The big unknown is the extent to which Chinese demand will directly compete with our domestic demand. If China ‘outbids’ UK domestic prices, the report asked, how will UK retailers respond?
“In more usual times, UK production growth would be expected either to displace imports, or allow for export growth – or, because of carcase balance, a combination of the two. In the current climate, it is far easier to see how the UK’s pork sector will respond to increasing Chinese demand as an exporter, than as an importer competing for EU product,” the report said.
Overall UK pork exports increased by an estimated 9% in 2019, with further expansion of 6% forecast for 2020. The forecast also allows for a slight recovery in UK imports of 5% in 2020, following an estimated 9% fall in 2019
In the context of Brexit, this forecast assumes business as usual access to European markets in 2020 and beyond, although this is difficult to predict with any certainty, given current Government policy.
The sharp drop in imports has meant supplies available for consumption on the domestic market have been noticeably lower this year than last. However, domestic demand has continued to fall – sales of fresh pork, bacon, sausage and ham were all down year-on-year during the autumn, Kantar data shows. This limited the upward pressure on pig prices.
Supplies are forecast to recover a little but will remain low by historical standards. But with the growing export market increasingly competing with the falling domestic market for the same products, the 2020 price outlook is good, although there is a risk of shorting the UK market, AHDB is forecasting.

(Stored data entries)
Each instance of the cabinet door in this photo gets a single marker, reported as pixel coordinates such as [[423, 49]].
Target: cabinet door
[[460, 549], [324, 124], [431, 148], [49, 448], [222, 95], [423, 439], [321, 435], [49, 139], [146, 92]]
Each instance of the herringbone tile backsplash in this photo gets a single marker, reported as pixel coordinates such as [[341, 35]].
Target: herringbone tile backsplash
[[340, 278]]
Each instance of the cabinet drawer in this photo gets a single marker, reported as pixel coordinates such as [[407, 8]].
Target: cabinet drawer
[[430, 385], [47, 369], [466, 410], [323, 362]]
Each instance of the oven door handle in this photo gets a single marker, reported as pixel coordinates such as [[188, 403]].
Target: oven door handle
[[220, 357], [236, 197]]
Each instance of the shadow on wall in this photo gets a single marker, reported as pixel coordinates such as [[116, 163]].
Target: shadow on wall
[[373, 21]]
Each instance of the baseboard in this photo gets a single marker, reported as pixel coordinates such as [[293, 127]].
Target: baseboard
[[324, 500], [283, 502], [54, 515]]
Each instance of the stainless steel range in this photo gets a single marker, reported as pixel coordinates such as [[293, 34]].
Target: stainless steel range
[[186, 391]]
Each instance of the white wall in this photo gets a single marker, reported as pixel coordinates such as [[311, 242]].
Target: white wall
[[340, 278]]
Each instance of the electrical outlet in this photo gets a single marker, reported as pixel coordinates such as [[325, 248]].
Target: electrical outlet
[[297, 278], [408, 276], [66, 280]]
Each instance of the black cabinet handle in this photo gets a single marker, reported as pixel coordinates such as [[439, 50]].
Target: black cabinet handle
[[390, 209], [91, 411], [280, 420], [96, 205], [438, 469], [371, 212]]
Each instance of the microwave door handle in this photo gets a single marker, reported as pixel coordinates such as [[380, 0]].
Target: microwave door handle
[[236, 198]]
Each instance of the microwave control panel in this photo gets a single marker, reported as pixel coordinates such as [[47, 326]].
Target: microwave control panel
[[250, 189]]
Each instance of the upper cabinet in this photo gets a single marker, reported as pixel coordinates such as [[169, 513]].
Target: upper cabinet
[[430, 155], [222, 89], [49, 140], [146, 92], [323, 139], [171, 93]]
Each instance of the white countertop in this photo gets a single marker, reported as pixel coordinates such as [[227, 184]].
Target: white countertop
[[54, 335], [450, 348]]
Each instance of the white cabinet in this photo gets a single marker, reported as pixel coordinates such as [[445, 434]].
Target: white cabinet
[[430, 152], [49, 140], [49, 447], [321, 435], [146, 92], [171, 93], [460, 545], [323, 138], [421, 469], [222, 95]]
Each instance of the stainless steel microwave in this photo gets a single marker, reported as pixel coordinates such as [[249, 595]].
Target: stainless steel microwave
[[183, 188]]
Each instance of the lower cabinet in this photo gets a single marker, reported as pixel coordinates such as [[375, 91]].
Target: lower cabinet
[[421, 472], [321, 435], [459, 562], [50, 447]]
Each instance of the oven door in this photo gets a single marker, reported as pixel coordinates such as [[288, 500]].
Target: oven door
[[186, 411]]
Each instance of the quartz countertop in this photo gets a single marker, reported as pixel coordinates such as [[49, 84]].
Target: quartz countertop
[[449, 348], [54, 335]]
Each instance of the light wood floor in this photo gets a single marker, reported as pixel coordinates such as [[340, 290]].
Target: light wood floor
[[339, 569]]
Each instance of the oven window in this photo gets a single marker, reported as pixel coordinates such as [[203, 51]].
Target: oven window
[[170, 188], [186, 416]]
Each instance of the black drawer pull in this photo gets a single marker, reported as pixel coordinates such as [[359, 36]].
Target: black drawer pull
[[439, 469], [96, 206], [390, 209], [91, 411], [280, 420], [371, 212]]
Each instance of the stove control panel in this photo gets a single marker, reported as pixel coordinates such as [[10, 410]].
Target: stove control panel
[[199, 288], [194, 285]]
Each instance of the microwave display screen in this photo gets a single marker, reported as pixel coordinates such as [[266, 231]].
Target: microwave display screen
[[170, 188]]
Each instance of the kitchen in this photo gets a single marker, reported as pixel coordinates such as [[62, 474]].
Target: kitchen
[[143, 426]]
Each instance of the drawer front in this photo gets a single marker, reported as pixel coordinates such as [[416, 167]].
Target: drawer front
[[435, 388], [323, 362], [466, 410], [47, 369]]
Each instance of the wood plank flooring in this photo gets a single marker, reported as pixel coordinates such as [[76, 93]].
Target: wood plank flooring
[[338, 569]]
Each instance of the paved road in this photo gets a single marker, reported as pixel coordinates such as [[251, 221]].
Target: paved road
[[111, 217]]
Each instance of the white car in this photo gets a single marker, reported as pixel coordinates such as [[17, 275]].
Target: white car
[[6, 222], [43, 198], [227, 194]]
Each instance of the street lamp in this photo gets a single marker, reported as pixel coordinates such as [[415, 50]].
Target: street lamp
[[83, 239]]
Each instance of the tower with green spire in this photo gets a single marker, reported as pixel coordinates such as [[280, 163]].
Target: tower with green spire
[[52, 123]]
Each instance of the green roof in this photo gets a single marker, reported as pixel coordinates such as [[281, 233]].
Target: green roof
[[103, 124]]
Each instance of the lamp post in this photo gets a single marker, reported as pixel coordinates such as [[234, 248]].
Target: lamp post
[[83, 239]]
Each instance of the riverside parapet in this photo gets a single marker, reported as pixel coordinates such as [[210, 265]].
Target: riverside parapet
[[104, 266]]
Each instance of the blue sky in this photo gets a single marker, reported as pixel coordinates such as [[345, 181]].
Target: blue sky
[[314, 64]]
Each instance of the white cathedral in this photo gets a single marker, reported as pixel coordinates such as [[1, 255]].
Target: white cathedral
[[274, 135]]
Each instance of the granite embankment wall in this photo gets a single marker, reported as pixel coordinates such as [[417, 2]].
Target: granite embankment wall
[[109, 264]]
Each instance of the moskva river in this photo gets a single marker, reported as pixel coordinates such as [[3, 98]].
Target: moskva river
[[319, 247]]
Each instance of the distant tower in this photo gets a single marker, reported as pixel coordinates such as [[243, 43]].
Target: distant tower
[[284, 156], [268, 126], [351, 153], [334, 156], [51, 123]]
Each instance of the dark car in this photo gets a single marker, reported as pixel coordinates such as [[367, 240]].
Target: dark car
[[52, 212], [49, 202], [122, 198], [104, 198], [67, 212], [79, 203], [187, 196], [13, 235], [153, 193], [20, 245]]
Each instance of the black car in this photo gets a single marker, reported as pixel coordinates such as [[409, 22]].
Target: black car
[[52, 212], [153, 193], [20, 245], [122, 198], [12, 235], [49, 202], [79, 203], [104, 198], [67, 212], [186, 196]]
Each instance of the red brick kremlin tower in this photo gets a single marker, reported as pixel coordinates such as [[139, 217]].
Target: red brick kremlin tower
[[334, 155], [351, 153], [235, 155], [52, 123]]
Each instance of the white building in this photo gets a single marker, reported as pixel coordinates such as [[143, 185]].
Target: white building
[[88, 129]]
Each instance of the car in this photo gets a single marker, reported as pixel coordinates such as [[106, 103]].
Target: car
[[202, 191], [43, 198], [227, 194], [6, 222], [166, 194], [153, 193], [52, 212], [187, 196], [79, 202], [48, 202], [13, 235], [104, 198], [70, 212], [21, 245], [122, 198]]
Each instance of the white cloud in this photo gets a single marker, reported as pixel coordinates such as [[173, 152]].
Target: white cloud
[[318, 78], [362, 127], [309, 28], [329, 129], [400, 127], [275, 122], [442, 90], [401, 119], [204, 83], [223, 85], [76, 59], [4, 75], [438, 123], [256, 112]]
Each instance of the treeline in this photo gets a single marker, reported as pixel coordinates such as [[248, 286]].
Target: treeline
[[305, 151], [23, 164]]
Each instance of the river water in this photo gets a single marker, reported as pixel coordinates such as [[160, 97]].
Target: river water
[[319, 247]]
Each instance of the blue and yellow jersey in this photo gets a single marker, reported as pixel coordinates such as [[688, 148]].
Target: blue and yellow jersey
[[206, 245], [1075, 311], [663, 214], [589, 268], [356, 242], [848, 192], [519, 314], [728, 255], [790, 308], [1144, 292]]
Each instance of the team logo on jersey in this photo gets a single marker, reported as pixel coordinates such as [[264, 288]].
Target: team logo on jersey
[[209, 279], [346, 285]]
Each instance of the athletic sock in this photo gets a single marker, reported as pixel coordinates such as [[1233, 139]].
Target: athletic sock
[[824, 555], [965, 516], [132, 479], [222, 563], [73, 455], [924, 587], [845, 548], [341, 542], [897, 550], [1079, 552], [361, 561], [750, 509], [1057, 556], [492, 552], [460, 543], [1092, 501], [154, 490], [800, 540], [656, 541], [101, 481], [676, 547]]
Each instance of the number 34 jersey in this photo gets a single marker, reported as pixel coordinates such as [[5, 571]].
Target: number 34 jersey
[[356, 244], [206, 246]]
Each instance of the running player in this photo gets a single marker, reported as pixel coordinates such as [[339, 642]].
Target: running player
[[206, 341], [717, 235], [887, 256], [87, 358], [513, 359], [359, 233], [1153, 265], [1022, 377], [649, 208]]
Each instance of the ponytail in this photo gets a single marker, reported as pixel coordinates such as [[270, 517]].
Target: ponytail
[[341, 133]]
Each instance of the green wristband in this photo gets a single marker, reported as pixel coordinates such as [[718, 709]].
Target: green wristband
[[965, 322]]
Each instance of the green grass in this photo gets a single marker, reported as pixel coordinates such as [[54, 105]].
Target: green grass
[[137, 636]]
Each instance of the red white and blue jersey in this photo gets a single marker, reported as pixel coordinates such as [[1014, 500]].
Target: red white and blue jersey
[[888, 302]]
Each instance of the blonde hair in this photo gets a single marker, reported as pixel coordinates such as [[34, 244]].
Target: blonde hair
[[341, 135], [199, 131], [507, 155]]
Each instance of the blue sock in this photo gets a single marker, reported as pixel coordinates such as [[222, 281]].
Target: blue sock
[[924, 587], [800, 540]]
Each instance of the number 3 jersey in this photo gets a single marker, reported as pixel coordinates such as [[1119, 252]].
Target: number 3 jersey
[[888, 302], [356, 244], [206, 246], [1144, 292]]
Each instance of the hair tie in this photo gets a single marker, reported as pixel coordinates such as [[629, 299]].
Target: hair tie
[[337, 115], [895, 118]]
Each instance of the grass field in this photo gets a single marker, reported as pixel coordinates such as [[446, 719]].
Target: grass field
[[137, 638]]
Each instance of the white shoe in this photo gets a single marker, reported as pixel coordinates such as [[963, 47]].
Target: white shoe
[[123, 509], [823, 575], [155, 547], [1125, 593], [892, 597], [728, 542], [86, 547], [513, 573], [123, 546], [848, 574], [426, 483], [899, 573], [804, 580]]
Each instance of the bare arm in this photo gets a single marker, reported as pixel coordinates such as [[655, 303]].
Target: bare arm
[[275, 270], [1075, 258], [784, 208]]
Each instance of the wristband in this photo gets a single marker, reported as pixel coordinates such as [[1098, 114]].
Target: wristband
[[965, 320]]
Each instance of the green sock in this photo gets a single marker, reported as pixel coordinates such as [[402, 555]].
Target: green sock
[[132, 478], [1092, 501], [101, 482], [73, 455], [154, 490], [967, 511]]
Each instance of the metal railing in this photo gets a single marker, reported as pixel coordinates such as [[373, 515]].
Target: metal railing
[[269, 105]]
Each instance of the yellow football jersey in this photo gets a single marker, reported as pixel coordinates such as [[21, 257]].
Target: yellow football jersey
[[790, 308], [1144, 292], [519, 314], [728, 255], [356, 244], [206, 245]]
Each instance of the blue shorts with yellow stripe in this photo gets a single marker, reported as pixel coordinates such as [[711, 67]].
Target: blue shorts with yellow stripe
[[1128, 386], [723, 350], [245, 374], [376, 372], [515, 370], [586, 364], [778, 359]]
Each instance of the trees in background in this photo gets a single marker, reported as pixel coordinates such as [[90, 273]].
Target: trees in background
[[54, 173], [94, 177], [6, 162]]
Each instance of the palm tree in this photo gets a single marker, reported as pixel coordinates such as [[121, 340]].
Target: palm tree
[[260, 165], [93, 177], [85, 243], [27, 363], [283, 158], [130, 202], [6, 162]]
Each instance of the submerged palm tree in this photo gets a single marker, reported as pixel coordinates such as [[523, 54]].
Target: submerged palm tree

Exercise instructions:
1. Answer these from the UK pork text:
(a) By what estimated percentage did overall UK pork exports increase in 2019?
(b) What change in UK imports is forecast for 2020?
(c) Which products had lower sales year-on-year during the autumn, according to Kantar data?
2. Summarize the UK pork text in two sentences.
3. Update the UK pork text between "Supplies are forecast" and "AHDB is forecasting.", inclusive, writing it out again with "export market" replaced by "overseas market".

Replies:
1.
(a) 9%
(b) A slight recovery of 5%
(c) Fresh pork, bacon, sausage and ham

2. UK pork exports rose by an estimated 9% in 2019 and are forecast to grow 6% in 2020, while imports are forecast to recover by 5% after an estimated 9% fall. Domestic demand has continued to fall, but with the growing export market competing with it for the same products, the 2020 price outlook is good, though there is a risk of shorting the UK market.

3.
Supplies are forecast to recover a little but will remain low by historical standards. But with the growing overseas market increasingly competing with the falling domestic market for the same products, the 2020 price outlook is good, although there is a risk of shorting the UK market, AHDB is forecasting.